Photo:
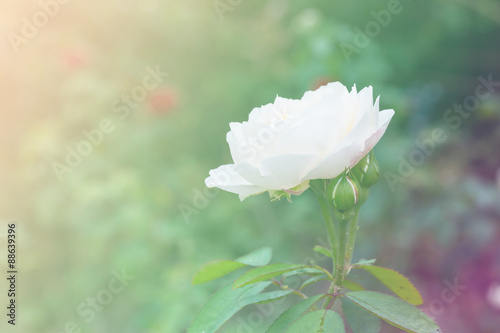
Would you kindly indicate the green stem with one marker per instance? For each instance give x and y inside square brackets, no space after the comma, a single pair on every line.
[332,235]
[352,236]
[342,253]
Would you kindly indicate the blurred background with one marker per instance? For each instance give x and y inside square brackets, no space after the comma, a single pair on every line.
[104,155]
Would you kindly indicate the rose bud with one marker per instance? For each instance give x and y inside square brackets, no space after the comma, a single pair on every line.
[343,192]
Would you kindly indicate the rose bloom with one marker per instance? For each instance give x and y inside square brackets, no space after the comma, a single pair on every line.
[285,144]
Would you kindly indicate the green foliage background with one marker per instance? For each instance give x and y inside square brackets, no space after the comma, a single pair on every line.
[120,208]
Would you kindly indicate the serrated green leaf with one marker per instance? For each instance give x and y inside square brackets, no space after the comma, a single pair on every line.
[396,282]
[313,279]
[360,320]
[351,285]
[362,262]
[216,269]
[323,251]
[226,302]
[265,273]
[288,317]
[307,270]
[318,321]
[395,311]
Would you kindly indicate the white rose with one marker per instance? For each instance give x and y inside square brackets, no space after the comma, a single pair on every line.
[285,144]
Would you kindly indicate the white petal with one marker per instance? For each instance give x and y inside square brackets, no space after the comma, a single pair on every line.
[227,178]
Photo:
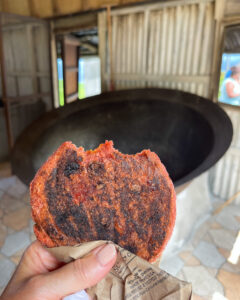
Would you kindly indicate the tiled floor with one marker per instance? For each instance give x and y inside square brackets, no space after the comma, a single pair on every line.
[203,261]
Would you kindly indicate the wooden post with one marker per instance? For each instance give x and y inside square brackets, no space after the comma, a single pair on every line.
[109,26]
[4,92]
[53,64]
[102,47]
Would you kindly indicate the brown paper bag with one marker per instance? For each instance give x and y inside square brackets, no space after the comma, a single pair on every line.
[131,278]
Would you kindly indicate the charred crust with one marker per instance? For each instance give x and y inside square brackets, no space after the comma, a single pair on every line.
[129,205]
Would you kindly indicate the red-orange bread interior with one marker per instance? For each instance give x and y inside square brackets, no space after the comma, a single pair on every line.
[79,196]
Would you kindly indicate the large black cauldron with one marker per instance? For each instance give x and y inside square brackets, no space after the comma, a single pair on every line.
[188,132]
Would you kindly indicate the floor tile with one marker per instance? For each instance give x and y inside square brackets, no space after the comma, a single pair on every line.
[233,209]
[227,220]
[201,232]
[172,265]
[215,225]
[189,259]
[226,253]
[212,271]
[207,238]
[231,283]
[7,267]
[208,255]
[227,266]
[15,242]
[18,219]
[202,282]
[222,238]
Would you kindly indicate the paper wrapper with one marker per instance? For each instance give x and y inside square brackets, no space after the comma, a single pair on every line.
[131,278]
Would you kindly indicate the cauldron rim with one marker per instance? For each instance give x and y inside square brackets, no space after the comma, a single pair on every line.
[212,113]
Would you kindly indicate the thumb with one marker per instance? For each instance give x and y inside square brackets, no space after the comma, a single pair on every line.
[81,273]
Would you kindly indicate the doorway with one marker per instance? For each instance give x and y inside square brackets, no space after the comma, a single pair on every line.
[78,65]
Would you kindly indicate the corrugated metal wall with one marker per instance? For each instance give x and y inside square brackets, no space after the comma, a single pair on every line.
[161,45]
[225,176]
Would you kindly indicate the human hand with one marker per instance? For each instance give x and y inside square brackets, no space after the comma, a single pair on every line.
[40,275]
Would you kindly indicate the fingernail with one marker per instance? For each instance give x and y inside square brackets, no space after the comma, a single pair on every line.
[106,254]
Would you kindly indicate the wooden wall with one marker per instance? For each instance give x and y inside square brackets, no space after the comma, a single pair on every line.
[27,63]
[51,8]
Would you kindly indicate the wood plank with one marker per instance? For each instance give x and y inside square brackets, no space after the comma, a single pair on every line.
[155,6]
[16,7]
[28,97]
[70,24]
[163,77]
[4,93]
[70,55]
[53,53]
[32,58]
[102,27]
[64,7]
[42,9]
[95,4]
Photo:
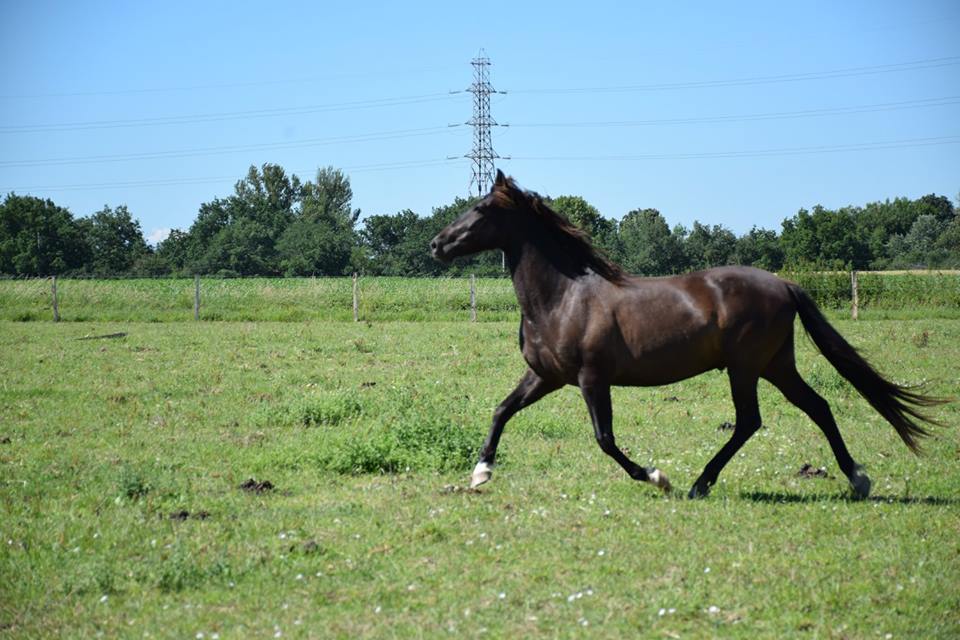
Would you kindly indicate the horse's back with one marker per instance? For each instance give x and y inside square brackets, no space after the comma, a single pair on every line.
[677,327]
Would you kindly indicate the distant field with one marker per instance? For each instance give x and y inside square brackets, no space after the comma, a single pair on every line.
[881,295]
[122,512]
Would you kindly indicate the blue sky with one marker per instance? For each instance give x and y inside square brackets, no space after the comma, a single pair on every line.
[728,113]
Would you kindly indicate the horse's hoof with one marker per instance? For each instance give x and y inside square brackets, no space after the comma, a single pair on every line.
[860,483]
[481,474]
[698,492]
[659,480]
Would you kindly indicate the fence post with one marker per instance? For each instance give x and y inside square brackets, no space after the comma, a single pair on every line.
[473,298]
[196,297]
[53,294]
[356,302]
[854,295]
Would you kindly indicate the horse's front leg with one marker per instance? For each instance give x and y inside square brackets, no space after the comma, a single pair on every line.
[531,388]
[597,396]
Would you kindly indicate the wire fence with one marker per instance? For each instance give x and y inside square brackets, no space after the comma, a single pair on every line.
[863,295]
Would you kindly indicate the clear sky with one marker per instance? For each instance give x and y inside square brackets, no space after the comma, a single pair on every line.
[729,113]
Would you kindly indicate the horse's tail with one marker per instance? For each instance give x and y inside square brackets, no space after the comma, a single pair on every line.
[896,403]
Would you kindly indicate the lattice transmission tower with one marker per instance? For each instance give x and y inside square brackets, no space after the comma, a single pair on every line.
[482,155]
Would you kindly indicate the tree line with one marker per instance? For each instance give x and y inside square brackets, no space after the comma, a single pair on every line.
[275,225]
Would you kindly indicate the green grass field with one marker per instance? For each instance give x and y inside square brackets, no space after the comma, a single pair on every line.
[897,295]
[121,512]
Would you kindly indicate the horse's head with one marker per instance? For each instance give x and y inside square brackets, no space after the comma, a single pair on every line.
[483,226]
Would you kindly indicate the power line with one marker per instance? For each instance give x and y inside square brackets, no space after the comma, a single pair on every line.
[208,151]
[915,65]
[782,115]
[229,115]
[813,150]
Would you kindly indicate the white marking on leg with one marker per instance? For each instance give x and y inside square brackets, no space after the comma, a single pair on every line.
[481,473]
[659,480]
[860,482]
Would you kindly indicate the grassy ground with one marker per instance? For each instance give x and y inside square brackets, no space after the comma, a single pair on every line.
[121,512]
[881,296]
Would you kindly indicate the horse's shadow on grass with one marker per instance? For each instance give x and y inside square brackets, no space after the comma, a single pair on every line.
[776,497]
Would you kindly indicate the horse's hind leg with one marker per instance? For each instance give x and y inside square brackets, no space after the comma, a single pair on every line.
[597,397]
[531,388]
[786,378]
[743,387]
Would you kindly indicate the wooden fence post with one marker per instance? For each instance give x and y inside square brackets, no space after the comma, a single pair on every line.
[196,297]
[356,302]
[854,295]
[473,298]
[56,303]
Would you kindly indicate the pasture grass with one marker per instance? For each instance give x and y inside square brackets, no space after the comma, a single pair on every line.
[121,512]
[881,296]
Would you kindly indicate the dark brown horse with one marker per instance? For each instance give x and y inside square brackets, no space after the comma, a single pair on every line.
[587,323]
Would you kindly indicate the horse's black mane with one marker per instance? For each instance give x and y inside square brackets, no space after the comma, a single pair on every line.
[576,242]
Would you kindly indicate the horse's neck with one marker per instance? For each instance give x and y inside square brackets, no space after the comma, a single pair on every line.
[539,283]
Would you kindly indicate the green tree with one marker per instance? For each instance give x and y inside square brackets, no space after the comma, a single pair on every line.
[759,248]
[239,234]
[647,245]
[602,231]
[115,239]
[321,238]
[709,246]
[37,237]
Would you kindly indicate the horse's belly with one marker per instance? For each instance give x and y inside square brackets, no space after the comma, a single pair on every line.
[667,365]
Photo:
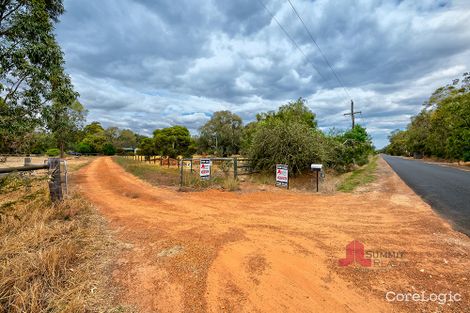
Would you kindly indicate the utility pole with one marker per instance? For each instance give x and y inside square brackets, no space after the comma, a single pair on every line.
[352,113]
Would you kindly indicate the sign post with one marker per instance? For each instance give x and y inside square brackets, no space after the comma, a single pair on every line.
[205,168]
[317,168]
[282,175]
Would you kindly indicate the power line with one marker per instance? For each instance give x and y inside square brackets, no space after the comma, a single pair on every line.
[319,49]
[352,114]
[289,36]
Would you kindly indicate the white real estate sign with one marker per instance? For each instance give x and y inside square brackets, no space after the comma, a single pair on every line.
[282,175]
[205,168]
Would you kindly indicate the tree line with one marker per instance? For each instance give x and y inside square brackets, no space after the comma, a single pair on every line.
[289,135]
[441,129]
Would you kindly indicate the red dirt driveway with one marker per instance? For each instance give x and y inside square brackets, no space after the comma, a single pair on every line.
[276,251]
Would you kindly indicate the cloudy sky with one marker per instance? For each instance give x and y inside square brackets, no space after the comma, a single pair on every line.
[146,64]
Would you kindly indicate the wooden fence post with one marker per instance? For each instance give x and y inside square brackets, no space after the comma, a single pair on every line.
[180,165]
[235,168]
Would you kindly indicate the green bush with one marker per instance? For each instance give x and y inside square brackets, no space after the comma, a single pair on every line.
[109,149]
[53,152]
[84,148]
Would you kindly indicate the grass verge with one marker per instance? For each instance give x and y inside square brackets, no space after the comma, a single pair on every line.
[360,176]
[53,257]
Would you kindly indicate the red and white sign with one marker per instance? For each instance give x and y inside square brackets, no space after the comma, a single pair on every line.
[205,168]
[282,175]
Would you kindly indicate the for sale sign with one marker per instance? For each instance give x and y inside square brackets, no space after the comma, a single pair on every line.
[205,169]
[282,175]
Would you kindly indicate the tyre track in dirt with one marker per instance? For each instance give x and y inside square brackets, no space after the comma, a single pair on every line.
[217,251]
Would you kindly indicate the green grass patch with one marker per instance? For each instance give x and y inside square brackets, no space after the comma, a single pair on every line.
[360,176]
[152,173]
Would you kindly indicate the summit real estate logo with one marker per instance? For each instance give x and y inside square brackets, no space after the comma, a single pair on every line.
[357,254]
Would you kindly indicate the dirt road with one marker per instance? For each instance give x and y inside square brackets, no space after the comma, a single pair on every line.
[217,251]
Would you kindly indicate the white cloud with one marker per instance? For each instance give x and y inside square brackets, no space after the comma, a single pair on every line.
[148,64]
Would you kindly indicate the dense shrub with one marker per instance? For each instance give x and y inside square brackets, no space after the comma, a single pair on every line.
[290,136]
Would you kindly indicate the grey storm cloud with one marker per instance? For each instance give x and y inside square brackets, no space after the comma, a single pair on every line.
[145,64]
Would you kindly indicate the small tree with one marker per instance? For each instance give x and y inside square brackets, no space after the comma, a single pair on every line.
[172,141]
[222,133]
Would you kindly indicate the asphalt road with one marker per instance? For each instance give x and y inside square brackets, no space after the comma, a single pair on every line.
[446,189]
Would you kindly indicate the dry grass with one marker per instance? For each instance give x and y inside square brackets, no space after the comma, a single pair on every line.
[53,258]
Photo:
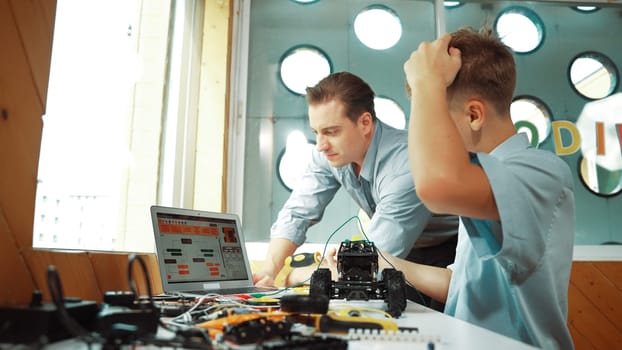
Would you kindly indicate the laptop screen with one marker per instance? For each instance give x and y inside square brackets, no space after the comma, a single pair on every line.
[199,248]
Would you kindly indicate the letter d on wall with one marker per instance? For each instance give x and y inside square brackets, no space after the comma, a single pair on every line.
[575,137]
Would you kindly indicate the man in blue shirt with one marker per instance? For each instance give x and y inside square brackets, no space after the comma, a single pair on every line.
[516,203]
[369,159]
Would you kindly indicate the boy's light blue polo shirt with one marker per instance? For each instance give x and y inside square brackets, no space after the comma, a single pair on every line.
[511,276]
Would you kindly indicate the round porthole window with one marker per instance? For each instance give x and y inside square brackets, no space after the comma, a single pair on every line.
[593,75]
[600,180]
[294,159]
[303,66]
[378,27]
[520,28]
[531,116]
[389,112]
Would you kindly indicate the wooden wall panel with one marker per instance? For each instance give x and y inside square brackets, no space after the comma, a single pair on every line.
[20,131]
[15,278]
[26,28]
[74,269]
[35,27]
[111,272]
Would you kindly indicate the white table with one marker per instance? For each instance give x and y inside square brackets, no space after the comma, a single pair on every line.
[443,331]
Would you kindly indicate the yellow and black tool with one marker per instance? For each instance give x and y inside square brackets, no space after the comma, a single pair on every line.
[303,259]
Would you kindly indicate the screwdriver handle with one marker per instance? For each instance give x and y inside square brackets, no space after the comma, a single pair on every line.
[342,324]
[303,259]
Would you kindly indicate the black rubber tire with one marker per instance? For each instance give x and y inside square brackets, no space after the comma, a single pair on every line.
[395,296]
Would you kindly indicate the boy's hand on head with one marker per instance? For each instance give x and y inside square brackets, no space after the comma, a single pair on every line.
[433,62]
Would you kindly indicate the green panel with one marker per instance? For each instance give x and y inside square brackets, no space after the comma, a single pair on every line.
[273,111]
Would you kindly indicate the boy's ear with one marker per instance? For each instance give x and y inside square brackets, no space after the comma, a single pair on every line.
[476,111]
[365,120]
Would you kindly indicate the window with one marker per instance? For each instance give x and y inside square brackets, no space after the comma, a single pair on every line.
[303,66]
[520,28]
[593,75]
[109,122]
[378,27]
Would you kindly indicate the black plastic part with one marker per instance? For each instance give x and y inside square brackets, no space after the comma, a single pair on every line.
[40,323]
[357,267]
[321,283]
[305,304]
[254,331]
[395,287]
[312,342]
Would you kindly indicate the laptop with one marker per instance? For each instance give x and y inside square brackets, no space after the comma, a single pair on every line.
[201,252]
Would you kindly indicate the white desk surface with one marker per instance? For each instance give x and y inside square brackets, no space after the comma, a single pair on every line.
[444,331]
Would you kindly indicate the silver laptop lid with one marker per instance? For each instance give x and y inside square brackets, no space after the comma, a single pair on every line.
[199,250]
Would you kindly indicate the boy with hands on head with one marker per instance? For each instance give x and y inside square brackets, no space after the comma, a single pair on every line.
[516,203]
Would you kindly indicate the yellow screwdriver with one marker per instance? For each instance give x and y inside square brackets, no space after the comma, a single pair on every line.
[303,259]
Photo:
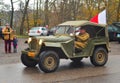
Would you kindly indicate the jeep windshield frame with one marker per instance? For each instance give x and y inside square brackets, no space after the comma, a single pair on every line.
[65,30]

## Exercise task
Retype the records above exactly, starting at the line that contains "Would you kindly indicate the black plastic" and going through the last line, and leave out any pictures.

## Complete response
Would you kindly indicate the black plastic part with one marker per instance? For each instance give x and y inside square brackets, no space after the comma, a single pair on every line.
[40,323]
[357,267]
[321,283]
[305,304]
[254,331]
[395,287]
[312,342]
Would you kindly indicate the laptop with one marker per instance? For each instance give x and y inside square brackets, no space after the comma, a single pair on every line.
[201,252]
Would you kindly indicate the white desk surface with one marker per instance? For each instance give x and y inside square brackets, no space after the comma, a single pair on every line.
[444,331]
Would you kindly indicate the silver laptop lid with one marker per instance? For each instance give x and y inside square brackets, no space after the comma, a single pair on every line.
[199,250]
Would you kindly indicate the boy with hands on head with one marker per instance? For each instance give x and y inside square brackets, no space after the comma, a single pair on every line.
[516,203]
Would you kindly indicate the yellow screwdriver with one marker per instance? For each instance give x and y inside square brackets, no space after the comma, a single pair on every line.
[303,259]
Photo:
Would you kindly indicate the jeep windshield frame with one marker per instance? For each instance give x and y inside square brackets, no space after the comma, a single pair on every line.
[65,30]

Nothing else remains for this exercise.